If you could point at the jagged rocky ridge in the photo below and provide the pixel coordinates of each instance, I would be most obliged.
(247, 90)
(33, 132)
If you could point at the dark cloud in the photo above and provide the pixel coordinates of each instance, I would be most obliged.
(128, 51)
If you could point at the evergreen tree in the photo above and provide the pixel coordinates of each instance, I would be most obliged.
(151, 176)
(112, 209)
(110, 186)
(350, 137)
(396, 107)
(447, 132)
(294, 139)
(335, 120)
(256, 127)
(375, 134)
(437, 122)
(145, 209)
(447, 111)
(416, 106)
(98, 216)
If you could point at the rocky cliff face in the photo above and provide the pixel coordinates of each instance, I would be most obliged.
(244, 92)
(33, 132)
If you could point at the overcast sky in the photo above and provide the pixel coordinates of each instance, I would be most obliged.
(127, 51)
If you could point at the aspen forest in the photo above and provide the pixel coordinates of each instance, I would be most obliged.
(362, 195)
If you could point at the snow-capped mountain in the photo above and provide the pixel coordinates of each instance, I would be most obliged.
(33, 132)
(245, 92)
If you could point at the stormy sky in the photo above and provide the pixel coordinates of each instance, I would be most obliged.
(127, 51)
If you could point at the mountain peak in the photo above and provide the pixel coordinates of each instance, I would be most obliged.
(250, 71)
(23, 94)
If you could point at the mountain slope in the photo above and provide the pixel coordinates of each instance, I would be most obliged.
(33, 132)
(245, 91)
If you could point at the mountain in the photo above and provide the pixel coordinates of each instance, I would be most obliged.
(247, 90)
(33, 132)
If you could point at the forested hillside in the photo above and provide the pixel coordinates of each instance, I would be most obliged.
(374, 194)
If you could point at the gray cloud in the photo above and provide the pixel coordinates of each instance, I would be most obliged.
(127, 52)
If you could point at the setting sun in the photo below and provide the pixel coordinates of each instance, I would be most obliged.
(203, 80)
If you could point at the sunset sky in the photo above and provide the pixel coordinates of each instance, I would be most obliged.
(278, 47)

● **Work to be completed**
An exact copy is required of each line from the one containing "If you could point at the forested" through the last line of the material, and of no other line.

● **Solution to this exercise**
If you could point at the forested hillside in the photo above and provide the pixel coordinates of each instance, I would be most obliged.
(374, 194)
If you could point at the gray cloud in the photo above and provide the pixel coordinates of each instance, I would be most obliged.
(127, 52)
If you could point at the setting sun in the photo below and provide the pixel coordinates of each instance, I would be most obliged.
(203, 80)
If you could point at the sunset sky in the photo above and provide the pixel coordinates of each instance, I would be most obliged.
(278, 47)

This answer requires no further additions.